原作:大塚英志、漫画:山崎峰水/2008年/188ページ

「頼む、カラダを戻してくれ」……死体からしか聞こえないはずの声が、死ぬ間際のホームレスから聞こえてきた。壊死した腎臓が病院で摘出され、ホームレスは息を引き取った。声はどうやらこの腎臓から聞こえてきたらしい。死体の願いを叶える「黒鷺死体宅配便」のメンバーは、腎臓の本来の持ち主を追ううち、思いがけない事実に突き当たることに……。ますます快調、大好評コミックの角川ホラー文庫版、第3巻。

(裏表紙解説文より)

 

 海外労働者のホームレスの死体と臓器売買の闇を追ううちに、当時戦争真っ只中のイラクにまで行くハメになる前後編エピソード「矢切の渡し」「喝采」、訪問販売員の残すマーキングから、殺人バトルロワイアルゲームの意外な真相が明らかになる「X+Y=LOVE」、聴くと自殺したくなってしまう謎のメロディを追う「円舞曲(わるつ)」の4編を収録。1巻のころから薄々気づいていたことだが、この宅配便、どう考えても儲けにならない仕事が多い。そもそも死体が報酬を払えるケースがメチャクチャ少ないに決まっているので…。

 時事ネタを躊躇なくブッ込んでいくスタイルは好印象。イラクに行った時点で話がオチてしまったのは少々唐突感があったが。本巻のみ原作者のあとがきは無し。う~ん。普通に面白いのだが、やはり文庫化する意義があまり見られないシリーズではある。
━━━
課題の指示:
**A.** 本文は、「黒鷺死体宅配便」に儲けにならない仕事が多い理由をどう説明しているか。本文の記述に沿って答えてください。
**B.** 本文の「原作:大塚英志、漫画:山崎峰水/2008年/188ページ」から「見られないシリーズではある。」までを一字一句そのまま書き写してください。
**C.** 本文によると、この第3巻にはエピソードが何編収録されているか。

データセットから取得したデータ:
━━━
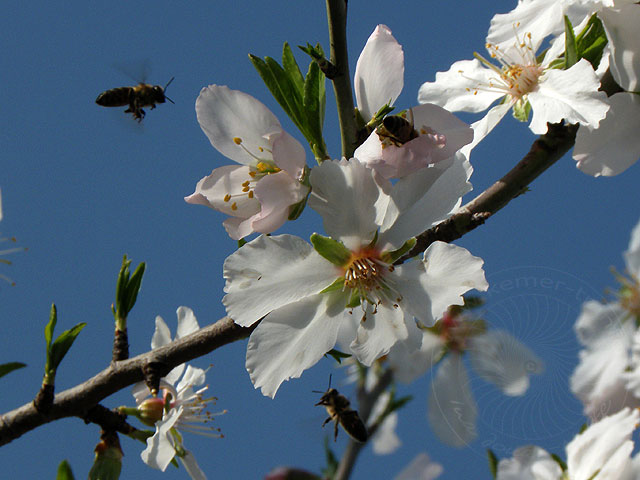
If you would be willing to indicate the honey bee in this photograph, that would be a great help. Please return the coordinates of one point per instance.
(396, 130)
(142, 95)
(338, 408)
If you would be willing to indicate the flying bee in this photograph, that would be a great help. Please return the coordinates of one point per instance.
(338, 408)
(396, 130)
(142, 95)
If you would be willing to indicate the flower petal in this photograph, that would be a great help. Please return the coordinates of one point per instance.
(288, 154)
(457, 88)
(378, 332)
(270, 272)
(632, 254)
(597, 446)
(431, 286)
(501, 359)
(571, 95)
(160, 450)
(187, 323)
(161, 335)
(276, 193)
(614, 146)
(621, 25)
(529, 463)
(451, 410)
(408, 365)
(379, 75)
(226, 114)
(291, 339)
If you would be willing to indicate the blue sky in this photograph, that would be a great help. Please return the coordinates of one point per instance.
(82, 185)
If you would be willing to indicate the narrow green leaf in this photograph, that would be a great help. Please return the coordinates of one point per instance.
(269, 79)
(291, 67)
(311, 102)
(48, 330)
(64, 471)
(10, 367)
(331, 249)
(292, 100)
(63, 343)
(591, 41)
(332, 461)
(570, 50)
(493, 463)
(133, 286)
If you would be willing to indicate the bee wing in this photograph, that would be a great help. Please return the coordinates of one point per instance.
(137, 70)
(350, 421)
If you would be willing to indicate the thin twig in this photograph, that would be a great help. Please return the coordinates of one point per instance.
(80, 400)
(544, 152)
(337, 17)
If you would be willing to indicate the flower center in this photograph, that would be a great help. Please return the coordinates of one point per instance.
(366, 275)
(262, 167)
(518, 73)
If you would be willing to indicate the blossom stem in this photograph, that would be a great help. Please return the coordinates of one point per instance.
(366, 400)
(337, 18)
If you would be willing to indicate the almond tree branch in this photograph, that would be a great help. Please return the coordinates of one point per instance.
(544, 152)
(81, 400)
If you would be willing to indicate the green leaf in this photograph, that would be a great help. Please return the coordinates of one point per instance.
(311, 102)
(291, 67)
(133, 286)
(570, 50)
(332, 461)
(10, 367)
(63, 343)
(337, 355)
(331, 249)
(592, 41)
(64, 471)
(493, 463)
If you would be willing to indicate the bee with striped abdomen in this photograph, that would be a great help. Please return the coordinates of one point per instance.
(339, 409)
(396, 130)
(142, 95)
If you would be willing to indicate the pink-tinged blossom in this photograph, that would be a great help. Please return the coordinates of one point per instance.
(495, 356)
(258, 193)
(430, 133)
(607, 377)
(614, 146)
(517, 81)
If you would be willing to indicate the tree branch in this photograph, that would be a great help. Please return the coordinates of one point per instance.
(544, 152)
(81, 400)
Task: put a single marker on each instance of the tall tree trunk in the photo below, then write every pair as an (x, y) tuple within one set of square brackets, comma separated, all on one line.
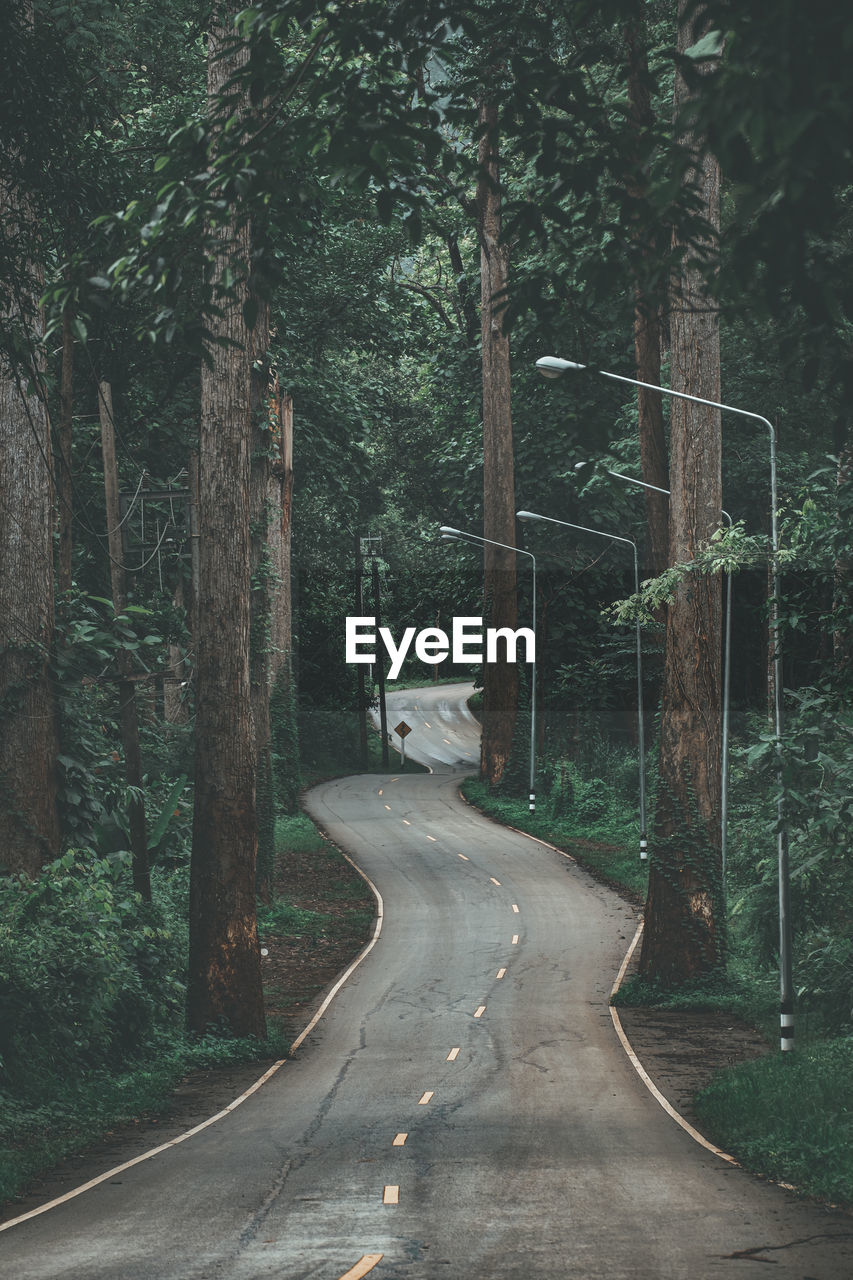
[(286, 752), (265, 513), (28, 730), (224, 983), (128, 711), (843, 575), (64, 432), (500, 679), (682, 927), (647, 321)]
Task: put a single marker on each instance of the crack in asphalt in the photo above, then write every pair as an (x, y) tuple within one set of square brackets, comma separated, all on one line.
[(752, 1255)]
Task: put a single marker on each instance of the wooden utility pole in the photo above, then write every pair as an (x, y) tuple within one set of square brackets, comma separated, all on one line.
[(128, 716)]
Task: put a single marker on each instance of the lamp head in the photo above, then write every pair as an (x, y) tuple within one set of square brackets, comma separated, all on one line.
[(552, 366)]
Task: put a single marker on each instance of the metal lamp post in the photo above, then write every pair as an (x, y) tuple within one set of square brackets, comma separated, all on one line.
[(553, 366), (641, 727), (726, 677), (463, 536)]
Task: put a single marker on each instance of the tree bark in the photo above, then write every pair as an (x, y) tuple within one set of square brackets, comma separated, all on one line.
[(843, 579), (265, 516), (682, 937), (500, 679), (647, 320), (28, 727), (128, 711), (64, 434), (224, 982)]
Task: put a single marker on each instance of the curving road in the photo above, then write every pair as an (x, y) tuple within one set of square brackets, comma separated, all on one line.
[(464, 1109)]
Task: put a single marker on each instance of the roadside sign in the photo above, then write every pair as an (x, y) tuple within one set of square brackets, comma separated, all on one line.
[(402, 730)]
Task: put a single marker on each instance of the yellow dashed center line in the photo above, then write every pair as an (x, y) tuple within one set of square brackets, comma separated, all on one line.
[(366, 1262)]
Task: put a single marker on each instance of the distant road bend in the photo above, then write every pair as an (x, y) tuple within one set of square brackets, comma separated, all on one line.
[(464, 1109)]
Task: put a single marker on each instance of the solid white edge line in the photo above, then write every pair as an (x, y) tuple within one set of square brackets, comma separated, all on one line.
[(617, 1025), (641, 1070), (247, 1093)]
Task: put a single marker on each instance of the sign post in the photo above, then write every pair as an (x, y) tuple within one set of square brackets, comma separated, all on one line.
[(402, 730)]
━━━
各課題の解答:
**A.** 死体が報酬を払えるケースはきわめて少ないはずなので、この宅配便には儲けにならない仕事が多いと説明されている。

**B.**
原作:大塚英志、漫画:山崎峰水/2008年/188ページ

「頼む、カラダを戻してくれ」……死体からしか聞こえないはずの声が、死ぬ間際のホームレスから聞こえてきた。壊死した腎臓が病院で摘出され、ホームレスは息を引き取った。声はどうやらこの腎臓から聞こえてきたらしい。死体の願いを叶える「黒鷺死体宅配便」のメンバーは、腎臓の本来の持ち主を追ううち、思いがけない事実に突き当たることに……。ますます快調、大好評コミックの角川ホラー文庫版、第3巻。

(裏表紙解説文より)

 

 海外労働者のホームレスの死体と臓器売買の闇を追ううちに、当時戦争真っ只中のイラクにまで行くハメになる前後編エピソード「矢切の渡し」「喝采」、訪問販売員の残すマーキングから、殺人バトルロワイアルゲームの意外な真相が明らかになる「X+Y=LOVE」、聴くと自殺したくなってしまう謎のメロディを追う「円舞曲(わるつ)」の4編を収録。1巻のころから薄々気づいていたことだが、この宅配便、どう考えても儲けにならない仕事が多い。そもそも死体が報酬を払えるケースがメチャクチャ少ないに決まっているので…。

 時事ネタを躊躇なくブッ込んでいくスタイルは好印象。イラクに行った時点で話がオチてしまったのは少々唐突感があったが。本巻のみ原作者のあとがきは無し。う~ん。普通に面白いのだが、やはり文庫化する意義があまり見られないシリーズではある。

**C.** 4編。